» **AUSGEWÄHLTER TEXTAUSZUG**:
◇ ◇ ◇ ◇ ◇
Die afrikanische Perspektive
Von Jay Naidoo
Jay Naidoo war Kabinettsminister unter Präsident Nelson Mandela
in Südafrika. In der Internetkonferenz des Schiller-Instituts am 9. April sagte
er folgendes.
Ich danke Ihnen vielmals. Ich möchte Ihnen heute die Perspektive eines
afrikanischen Bürgers darlegen.
Wie die meisten afrikanischen Bürger bin auch ich zutiefst besorgt über das
menschliche Leid in der Ukraine und fordere, daß der Krieg beendet wird, daß
Rußland seine Streitkräfte abzieht und daß die humanitäre Krise dringend
angegangen wird. Ich fordere, daß sich die NATO und Rußland an den
Verhandlungstisch setzen und daß eine dauerhafte Friedensregelung erreicht wird,
die einen neuen sicheren und angestrebten Frieden zwischen Ost- und Westeuropa
einschließt. Die Welt braucht keinen weiteren Weltkrieg oder gar das
Weltuntergangsszenario eines nuklearen Winters. Die UN-Charta verpflichtet uns
alle dazu, einen friedlichen Weg zur Beilegung unserer Differenzen zu finden und
sicherzustellen, daß die Souveränität und Integrität aller Staaten gewahrt
bleibt.
◇ ◇ ◇ ◇ ◇
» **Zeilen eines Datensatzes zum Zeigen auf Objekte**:
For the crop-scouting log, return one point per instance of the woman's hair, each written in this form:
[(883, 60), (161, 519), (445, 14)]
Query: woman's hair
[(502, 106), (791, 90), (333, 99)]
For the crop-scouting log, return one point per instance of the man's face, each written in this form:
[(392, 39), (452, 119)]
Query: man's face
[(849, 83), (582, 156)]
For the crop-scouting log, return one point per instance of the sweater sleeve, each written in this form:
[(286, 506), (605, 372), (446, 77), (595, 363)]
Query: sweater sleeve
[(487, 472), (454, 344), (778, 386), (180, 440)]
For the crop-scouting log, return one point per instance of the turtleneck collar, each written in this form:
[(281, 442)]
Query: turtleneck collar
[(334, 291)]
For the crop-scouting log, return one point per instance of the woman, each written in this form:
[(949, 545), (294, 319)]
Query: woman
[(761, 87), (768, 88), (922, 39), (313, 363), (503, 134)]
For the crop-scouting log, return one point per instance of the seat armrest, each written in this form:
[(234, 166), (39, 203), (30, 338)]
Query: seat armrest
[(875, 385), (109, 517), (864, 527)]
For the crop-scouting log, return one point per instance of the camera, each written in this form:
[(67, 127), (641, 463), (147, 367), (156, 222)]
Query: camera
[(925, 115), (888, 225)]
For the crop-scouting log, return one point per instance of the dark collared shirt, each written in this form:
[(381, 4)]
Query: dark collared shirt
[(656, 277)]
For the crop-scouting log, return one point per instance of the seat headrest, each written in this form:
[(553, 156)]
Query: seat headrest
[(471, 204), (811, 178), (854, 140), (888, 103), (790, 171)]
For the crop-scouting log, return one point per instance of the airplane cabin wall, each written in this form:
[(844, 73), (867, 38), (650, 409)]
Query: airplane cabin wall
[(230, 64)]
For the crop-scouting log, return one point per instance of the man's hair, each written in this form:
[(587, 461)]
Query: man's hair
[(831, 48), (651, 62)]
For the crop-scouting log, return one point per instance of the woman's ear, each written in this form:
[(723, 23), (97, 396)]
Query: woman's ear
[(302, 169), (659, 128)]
◇ ◇ ◇ ◇ ◇
» **AUFGABE 1**: Gib bitte aus dem Textauszug über die afrikanische Perspektive den Abschnitt von "Die afrikanische Perspektive" bis "er folgendes." wortgetreu aus.
» **AUFGABE 2**: Zähle, wie viele Zeilen der Einträge die Zeichenfolge "sweater" enthalten, und nenne nur die Zahl.

» **LÖSUNG 1**:
Die afrikanische Perspektive
Von Jay Naidoo
Jay Naidoo war Kabinettsminister unter Präsident Nelson Mandela
in Südafrika. In der Internetkonferenz des Schiller-Instituts am 9. April sagte
er folgendes.

» **LÖSUNG 2**: 2